By: Jess Smit
We’re at that precarious stage where we could ask nicely and squeeze the whole crowd into a single room when we travel, but the downsides of this with three children are many – including having to spend Happy Hour navigating our way around cots, pull-out beds and play mats while we’re supposedly on holiday.
And so, having decided that only two bedrooms would do, we hit “Book” straight away on spotting Bunga Raya Island Resort & Spa on Gaya Island, just off the coast of Sabah’s capital city Kota Kinabalu in Malaysian Borneo.
The spaciousness of the family suites means no having to read by bathroom light once all the kids are tucked up for the night!
Bunga Raya Island Resort & Spa
Bunga what? Named after the Malay word for hibiscus, the country’s national flower, Bunga Raya is in Polish Bay on Gaya Island, the biggest island in the Tunku Abdul Rahman Marine Park. Expect an exquisite stretch of white-sand beach, centuries-old rainforest behind it, and a coral reef that’ll have you grabbing your snorkel before the speedboat from Kota Kinabalu’s Jesselton Point even moors on the jetty.

Labeled-object pointing entries:
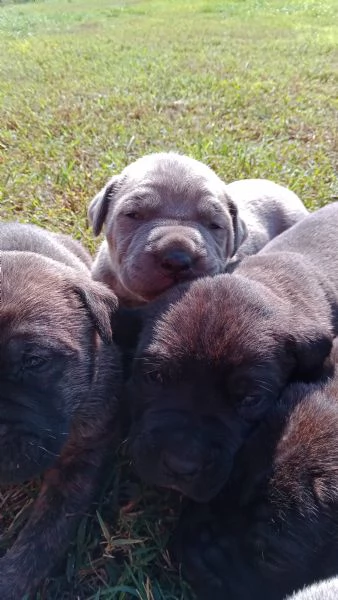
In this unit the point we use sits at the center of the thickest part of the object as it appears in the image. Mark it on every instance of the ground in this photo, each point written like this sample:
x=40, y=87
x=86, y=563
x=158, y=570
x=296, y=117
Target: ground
x=87, y=86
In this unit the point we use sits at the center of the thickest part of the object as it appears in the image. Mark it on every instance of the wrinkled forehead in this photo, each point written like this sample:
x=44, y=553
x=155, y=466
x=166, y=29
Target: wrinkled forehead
x=179, y=175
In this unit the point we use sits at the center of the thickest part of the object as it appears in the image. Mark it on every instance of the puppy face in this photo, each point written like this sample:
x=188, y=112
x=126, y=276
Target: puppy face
x=49, y=319
x=167, y=219
x=210, y=362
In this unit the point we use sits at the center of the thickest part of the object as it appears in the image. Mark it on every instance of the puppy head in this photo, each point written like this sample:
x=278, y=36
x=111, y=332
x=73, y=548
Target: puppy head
x=51, y=318
x=168, y=218
x=211, y=361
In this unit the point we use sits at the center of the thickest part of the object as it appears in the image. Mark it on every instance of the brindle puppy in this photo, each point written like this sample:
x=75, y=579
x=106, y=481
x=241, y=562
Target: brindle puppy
x=59, y=384
x=214, y=355
x=274, y=527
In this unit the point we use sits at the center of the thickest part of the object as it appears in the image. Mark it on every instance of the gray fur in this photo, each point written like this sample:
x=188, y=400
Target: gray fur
x=169, y=202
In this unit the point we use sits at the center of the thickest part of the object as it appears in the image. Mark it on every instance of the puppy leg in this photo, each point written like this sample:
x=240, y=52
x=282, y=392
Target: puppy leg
x=247, y=557
x=66, y=494
x=67, y=489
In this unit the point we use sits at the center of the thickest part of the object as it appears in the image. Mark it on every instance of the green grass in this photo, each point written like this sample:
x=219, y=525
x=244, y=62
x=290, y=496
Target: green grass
x=248, y=86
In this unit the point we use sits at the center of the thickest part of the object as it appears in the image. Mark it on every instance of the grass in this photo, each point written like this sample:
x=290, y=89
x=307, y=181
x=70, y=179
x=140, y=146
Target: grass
x=248, y=86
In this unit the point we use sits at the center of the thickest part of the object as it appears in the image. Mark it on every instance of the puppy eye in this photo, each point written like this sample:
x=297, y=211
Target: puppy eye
x=34, y=362
x=215, y=226
x=154, y=377
x=134, y=215
x=251, y=401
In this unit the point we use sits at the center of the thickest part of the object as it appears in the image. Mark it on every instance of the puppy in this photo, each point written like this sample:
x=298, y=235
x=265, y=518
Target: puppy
x=169, y=218
x=324, y=590
x=59, y=386
x=274, y=527
x=213, y=355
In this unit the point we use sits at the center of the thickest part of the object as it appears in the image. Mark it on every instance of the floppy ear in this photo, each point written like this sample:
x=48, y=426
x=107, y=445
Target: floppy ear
x=239, y=227
x=310, y=351
x=100, y=304
x=98, y=208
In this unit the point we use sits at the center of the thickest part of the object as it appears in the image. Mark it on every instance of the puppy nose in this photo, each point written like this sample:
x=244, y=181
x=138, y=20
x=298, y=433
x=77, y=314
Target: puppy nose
x=180, y=467
x=176, y=260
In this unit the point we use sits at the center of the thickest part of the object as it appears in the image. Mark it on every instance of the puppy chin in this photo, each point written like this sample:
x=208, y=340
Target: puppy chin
x=145, y=288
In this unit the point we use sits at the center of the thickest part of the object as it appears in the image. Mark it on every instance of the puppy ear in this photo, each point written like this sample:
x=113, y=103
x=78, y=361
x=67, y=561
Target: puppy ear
x=127, y=325
x=310, y=352
x=100, y=304
x=239, y=227
x=98, y=208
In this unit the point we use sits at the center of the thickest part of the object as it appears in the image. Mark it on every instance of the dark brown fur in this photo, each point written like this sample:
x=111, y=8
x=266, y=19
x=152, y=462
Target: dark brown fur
x=214, y=355
x=274, y=527
x=59, y=386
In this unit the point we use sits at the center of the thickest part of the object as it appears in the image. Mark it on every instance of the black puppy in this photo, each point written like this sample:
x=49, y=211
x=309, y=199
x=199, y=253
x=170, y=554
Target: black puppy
x=214, y=355
x=60, y=381
x=274, y=526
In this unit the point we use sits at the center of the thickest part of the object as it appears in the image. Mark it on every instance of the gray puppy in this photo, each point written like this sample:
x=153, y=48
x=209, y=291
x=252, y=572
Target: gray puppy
x=59, y=384
x=169, y=218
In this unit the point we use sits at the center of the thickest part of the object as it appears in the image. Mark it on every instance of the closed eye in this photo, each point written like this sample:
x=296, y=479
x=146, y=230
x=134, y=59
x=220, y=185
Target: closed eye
x=134, y=215
x=34, y=362
x=215, y=226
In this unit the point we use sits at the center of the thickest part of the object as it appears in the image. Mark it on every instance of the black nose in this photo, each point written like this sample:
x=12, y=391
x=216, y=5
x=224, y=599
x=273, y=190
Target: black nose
x=175, y=261
x=180, y=467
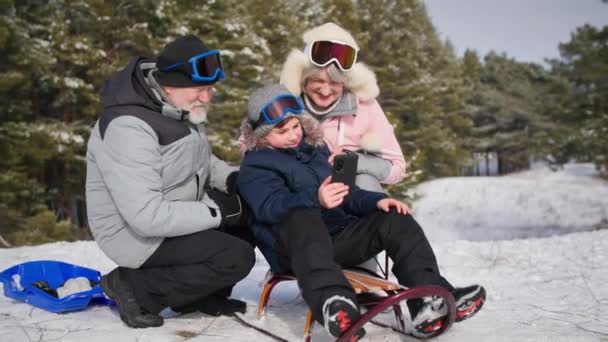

▸ **Aim**: Repeat the Bunga Raya article word for word from "And so, having" to "for the night!". These entries have no connection to the Bunga Raya article.

▸ **The completed task**:
And so, having decided that only two bedrooms would do, we hit “Book” straight away on spotting Bunga Raya Island Resort & Spa on Gaya Island, just off the coast of Sabah’s capital city Kota Kinabalu in Malaysian Borneo.
The spaciousness of the family suites means no having to read by bathroom light once all the kids are tucked up for the night!